Given request:
Pull out the lines of the items below word for word, beginning with the line that contains "bbox: whisk" and stopping after the line that contains "top-left (161, 40), bottom-right (180, 79)". Give only those lines.

——

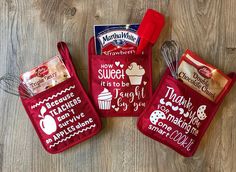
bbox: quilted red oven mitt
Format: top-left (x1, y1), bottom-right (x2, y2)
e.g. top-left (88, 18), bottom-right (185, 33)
top-left (137, 70), bottom-right (236, 156)
top-left (19, 42), bottom-right (101, 153)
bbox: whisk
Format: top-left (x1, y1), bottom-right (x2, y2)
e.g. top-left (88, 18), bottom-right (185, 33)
top-left (0, 73), bottom-right (33, 98)
top-left (161, 40), bottom-right (180, 79)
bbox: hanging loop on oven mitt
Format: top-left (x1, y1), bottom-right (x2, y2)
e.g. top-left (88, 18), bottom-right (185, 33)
top-left (19, 42), bottom-right (101, 153)
top-left (88, 38), bottom-right (152, 117)
top-left (137, 69), bottom-right (236, 157)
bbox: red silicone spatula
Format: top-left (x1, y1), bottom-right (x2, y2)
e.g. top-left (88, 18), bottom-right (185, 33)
top-left (136, 9), bottom-right (165, 54)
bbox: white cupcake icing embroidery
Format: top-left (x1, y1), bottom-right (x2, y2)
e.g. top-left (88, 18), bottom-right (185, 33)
top-left (125, 62), bottom-right (145, 85)
top-left (98, 88), bottom-right (112, 110)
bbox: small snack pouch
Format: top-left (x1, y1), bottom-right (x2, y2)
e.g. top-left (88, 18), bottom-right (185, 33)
top-left (137, 69), bottom-right (236, 157)
top-left (88, 38), bottom-right (152, 117)
top-left (19, 42), bottom-right (101, 154)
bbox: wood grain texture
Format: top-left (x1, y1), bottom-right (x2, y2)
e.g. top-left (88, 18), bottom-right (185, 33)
top-left (0, 0), bottom-right (236, 172)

——

Result of the exercise:
bbox: whisk
Format: top-left (x1, y1), bottom-right (x2, y2)
e.g. top-left (88, 18), bottom-right (185, 33)
top-left (0, 73), bottom-right (33, 98)
top-left (161, 40), bottom-right (180, 79)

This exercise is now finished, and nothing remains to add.